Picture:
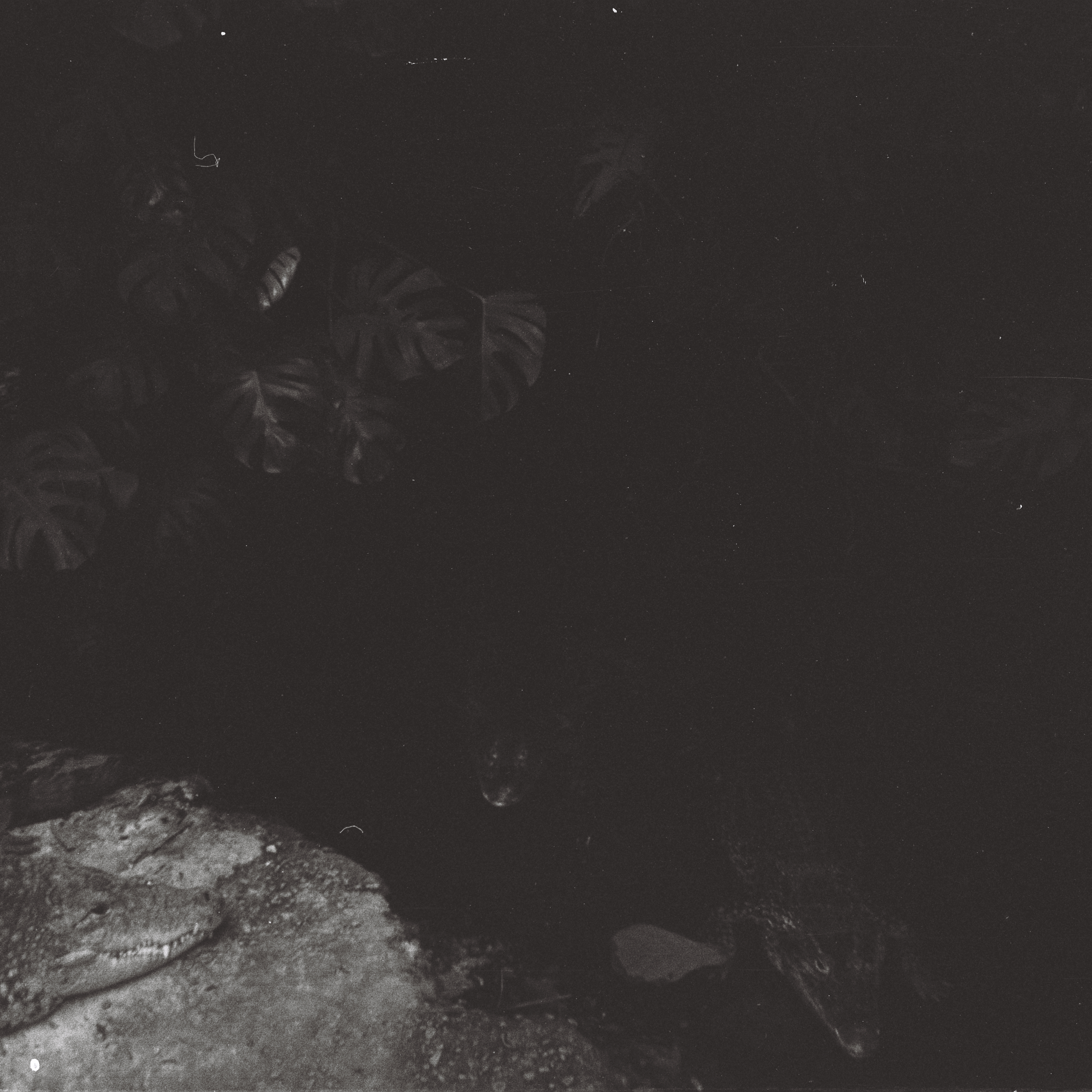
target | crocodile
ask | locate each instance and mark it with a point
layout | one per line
(816, 924)
(528, 709)
(68, 930)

== == ==

> [Your goal] In your copy, omit the pictures and restate every line of the data word for word.

> [Written response]
Picture:
target | crocodile
ask | locate each instance and mark it with a point
layout | one per line
(816, 924)
(528, 709)
(68, 930)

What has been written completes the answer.